**Goal of the exercise**
Your task is to print all of the material verbatim.

**The records**
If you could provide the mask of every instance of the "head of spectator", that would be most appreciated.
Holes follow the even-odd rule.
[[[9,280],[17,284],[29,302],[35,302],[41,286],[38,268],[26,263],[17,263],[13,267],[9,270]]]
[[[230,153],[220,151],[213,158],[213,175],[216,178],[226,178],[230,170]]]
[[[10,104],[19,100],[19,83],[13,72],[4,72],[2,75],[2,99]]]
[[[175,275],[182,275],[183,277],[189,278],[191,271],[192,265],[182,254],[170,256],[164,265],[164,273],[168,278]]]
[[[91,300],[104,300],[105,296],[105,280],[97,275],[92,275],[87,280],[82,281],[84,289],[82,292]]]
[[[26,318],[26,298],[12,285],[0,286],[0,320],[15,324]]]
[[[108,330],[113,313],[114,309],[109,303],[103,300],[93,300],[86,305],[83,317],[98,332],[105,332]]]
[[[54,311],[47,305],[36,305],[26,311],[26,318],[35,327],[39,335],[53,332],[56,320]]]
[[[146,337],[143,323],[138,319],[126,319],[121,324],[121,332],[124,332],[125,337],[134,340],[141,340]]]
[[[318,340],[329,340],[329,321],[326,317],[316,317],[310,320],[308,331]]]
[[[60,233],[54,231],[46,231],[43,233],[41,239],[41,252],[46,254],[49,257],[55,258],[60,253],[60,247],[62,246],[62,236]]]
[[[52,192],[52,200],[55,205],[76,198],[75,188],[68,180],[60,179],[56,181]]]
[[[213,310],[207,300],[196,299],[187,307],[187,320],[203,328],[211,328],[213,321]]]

**Written answer**
If you could provide the mask of every instance of the "head of spectator", that would be most appreciated.
Holes follow the even-odd rule.
[[[9,280],[17,284],[29,302],[35,302],[41,286],[38,268],[26,263],[17,263],[13,267],[9,270]]]
[[[230,153],[220,151],[213,158],[213,175],[216,178],[226,178],[230,170]]]
[[[10,104],[19,100],[19,83],[13,72],[4,72],[2,75],[2,99]]]
[[[175,275],[182,275],[183,277],[189,278],[191,271],[192,265],[182,254],[170,256],[164,265],[164,273],[168,278]]]
[[[91,300],[104,300],[105,296],[105,280],[97,275],[92,275],[87,280],[82,281],[84,289],[82,292]]]
[[[26,318],[26,298],[12,285],[0,286],[0,320],[15,324]]]
[[[108,330],[113,313],[114,309],[109,303],[103,300],[93,300],[86,305],[83,317],[98,332],[105,332]]]
[[[54,311],[47,305],[36,305],[26,311],[26,318],[35,327],[39,335],[53,332],[56,320]]]
[[[146,337],[143,323],[138,319],[126,319],[121,324],[121,332],[124,332],[125,337],[134,340],[141,340]]]
[[[318,340],[329,340],[329,321],[326,317],[316,317],[310,320],[308,331]]]
[[[60,233],[54,231],[46,231],[43,233],[41,239],[41,252],[46,254],[49,257],[55,258],[60,253],[60,247],[62,246],[62,236]]]
[[[52,192],[52,200],[55,205],[76,198],[75,188],[68,180],[60,179],[56,181]]]
[[[213,310],[207,300],[196,299],[187,307],[187,320],[203,328],[211,328],[213,321]]]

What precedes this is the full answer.